» Dataset records:
⁂
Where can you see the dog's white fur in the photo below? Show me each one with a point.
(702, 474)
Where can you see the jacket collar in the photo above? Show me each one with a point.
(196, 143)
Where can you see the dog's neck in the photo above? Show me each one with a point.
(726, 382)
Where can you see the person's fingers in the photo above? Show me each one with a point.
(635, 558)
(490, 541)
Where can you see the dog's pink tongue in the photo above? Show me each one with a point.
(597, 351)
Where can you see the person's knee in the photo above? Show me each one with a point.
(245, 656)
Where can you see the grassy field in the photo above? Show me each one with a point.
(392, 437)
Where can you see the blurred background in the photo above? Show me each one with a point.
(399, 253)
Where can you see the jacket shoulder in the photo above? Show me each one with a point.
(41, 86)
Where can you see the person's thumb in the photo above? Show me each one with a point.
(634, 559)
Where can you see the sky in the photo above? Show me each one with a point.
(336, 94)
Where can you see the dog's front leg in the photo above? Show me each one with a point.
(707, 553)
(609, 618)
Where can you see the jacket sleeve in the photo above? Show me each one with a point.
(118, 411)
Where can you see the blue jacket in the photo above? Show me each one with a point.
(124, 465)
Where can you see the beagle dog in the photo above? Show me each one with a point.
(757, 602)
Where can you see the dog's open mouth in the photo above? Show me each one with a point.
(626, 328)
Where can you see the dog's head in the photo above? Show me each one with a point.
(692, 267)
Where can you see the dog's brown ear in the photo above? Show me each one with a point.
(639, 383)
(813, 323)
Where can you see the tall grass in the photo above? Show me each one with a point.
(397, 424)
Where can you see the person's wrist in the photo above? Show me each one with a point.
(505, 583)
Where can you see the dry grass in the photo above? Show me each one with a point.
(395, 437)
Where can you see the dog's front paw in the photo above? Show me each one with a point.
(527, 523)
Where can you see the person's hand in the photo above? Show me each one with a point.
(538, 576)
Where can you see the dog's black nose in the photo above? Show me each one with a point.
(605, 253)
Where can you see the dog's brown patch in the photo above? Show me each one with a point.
⁂
» The request: Faithfully copy every entry, leaving nothing out.

» Reply:
Where can you see the dog's white fur in the photo below? Show me each one with a point.
(702, 474)
Where can you see the jacket collar in the photo above? Show me each one with a point.
(196, 143)
Where can you see the dog's neck in the photo above? Show me each one with a point.
(726, 382)
Where can you see the person's fingers in the photo above? Show me each one with a point.
(635, 558)
(490, 541)
Where can you see the dog's pink tongue in the photo above? Show me each one with a point.
(597, 351)
Where can you see the person's knee in the photo above? Show me each one with a point.
(245, 656)
Where can you see the grassy field in the photo above? Show me each one with a point.
(392, 437)
Where can you see the blurred background in the photo above? Show me each one with a point.
(399, 253)
Where can you see the jacket shoulder in the photo above? Show me each one with a point.
(41, 86)
Where can you see the person's thumb in the photo above? Show me each one with a point.
(634, 559)
Where can you see the sky in the photo above? Show me each one with a point.
(336, 94)
Where can you see the dog's front leg in the photo above? Show me each one with a point.
(707, 553)
(609, 618)
Where can you see the jacket sleeve in the photo above? Show me each one with a point.
(118, 411)
Where can you see the blue jacket in the photo above? Show me each one with a point.
(124, 465)
Where can you see the beagle dog in the photo above? Show me each one with a point.
(757, 602)
Where can you see the dog's open mouth in the photo above? Show me each one with a point.
(626, 328)
Where can you see the dog's head in the photo above? Show me each one with a point.
(692, 267)
Where can you see the dog's brown ear in the photo above? Show me each one with a point.
(639, 383)
(813, 323)
Where can you see the tall grass in the photo above? Show me each one with a point.
(397, 424)
Where can you see the person's wrist in the photo above? Show me each one with a point.
(505, 583)
Where can you see the dry grass in the photo above? Show me each one with a point.
(395, 437)
Where can you see the dog's front paw in the photo above? Show me each one with a point.
(527, 523)
Where can you see the person's hand in the photo above? Show me each one with a point.
(538, 576)
Where can you see the dog's black nose in the photo above? Show me each one with a point.
(605, 253)
Where can you see the dog's brown patch in the photo above? Show me each one with a point.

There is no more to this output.